What is expected:
Give the stretch of the items that opens with the line containing "bag, that would help a great deal." and closes with the line containing "93 139 L 18" as a JSON list of strings, one string per line and with blank lines left out.

--- start of Extracted information ---

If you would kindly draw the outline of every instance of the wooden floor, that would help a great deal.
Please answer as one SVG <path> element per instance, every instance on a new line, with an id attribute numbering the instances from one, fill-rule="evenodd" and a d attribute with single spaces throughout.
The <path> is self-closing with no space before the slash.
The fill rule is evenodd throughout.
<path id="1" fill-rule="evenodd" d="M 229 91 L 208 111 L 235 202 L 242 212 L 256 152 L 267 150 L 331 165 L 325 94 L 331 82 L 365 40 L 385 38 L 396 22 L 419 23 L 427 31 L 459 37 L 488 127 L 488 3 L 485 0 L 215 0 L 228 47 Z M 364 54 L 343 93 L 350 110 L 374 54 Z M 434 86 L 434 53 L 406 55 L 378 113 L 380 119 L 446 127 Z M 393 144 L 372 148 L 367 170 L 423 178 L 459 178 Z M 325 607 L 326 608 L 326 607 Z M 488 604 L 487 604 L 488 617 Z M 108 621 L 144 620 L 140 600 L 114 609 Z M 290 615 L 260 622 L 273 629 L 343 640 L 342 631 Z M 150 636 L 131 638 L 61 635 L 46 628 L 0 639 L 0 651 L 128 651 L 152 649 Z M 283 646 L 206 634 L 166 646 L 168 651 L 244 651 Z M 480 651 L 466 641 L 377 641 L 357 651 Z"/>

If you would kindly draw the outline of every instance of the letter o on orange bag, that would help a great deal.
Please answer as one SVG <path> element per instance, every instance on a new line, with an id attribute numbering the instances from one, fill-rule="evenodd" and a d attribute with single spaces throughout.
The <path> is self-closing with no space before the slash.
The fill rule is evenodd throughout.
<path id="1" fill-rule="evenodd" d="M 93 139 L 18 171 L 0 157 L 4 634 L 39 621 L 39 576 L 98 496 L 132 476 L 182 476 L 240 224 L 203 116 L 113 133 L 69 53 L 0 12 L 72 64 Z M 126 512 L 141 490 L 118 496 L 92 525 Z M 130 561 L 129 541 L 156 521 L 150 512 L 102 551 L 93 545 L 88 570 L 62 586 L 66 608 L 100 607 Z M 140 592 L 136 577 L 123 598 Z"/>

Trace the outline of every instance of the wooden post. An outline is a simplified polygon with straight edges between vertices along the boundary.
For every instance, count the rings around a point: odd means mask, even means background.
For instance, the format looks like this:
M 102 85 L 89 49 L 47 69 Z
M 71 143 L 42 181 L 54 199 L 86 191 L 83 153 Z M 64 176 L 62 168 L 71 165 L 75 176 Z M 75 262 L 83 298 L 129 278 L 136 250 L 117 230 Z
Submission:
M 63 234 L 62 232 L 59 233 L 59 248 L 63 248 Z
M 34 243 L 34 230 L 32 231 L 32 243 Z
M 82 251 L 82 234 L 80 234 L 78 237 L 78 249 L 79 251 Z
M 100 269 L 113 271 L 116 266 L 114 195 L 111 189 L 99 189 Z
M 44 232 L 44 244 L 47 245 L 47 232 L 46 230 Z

--- end of Extracted information ---
--- start of Extracted information ---

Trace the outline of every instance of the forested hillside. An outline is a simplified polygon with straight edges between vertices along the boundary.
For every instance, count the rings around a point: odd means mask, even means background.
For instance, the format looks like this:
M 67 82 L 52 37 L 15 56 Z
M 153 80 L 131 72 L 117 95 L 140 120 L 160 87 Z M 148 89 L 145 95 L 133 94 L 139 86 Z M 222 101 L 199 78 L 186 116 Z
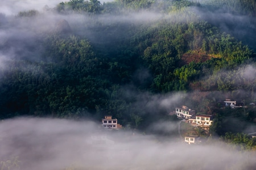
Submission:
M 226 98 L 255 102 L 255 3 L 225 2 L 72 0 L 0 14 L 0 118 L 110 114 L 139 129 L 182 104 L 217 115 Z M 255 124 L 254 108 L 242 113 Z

--- end of Extracted information ---

Result:
[
  "If you would kindly draw the outline of every instance of the letter o on orange bag, that would help a great deal.",
  "Please answer as one SVG <path> element per instance, every instance on a new line, with an id attribute numbering the instances from one, fill-rule=\"evenodd\" and a d attribute with single spaces throughout.",
  "The <path> is self-closing with no space before the slash.",
  "The fill rule is evenodd throughout.",
  "<path id=\"1\" fill-rule=\"evenodd\" d=\"M 93 139 L 18 171 L 0 157 L 4 634 L 39 621 L 39 576 L 98 496 L 132 476 L 182 476 L 240 224 L 203 116 L 113 133 L 69 53 L 0 12 L 72 64 Z M 126 512 L 141 490 L 118 496 L 92 525 Z M 130 561 L 129 541 L 156 521 L 150 512 L 102 551 L 93 545 L 88 570 L 62 586 L 66 608 L 100 607 Z M 140 592 L 136 577 L 123 598 Z\"/>"
]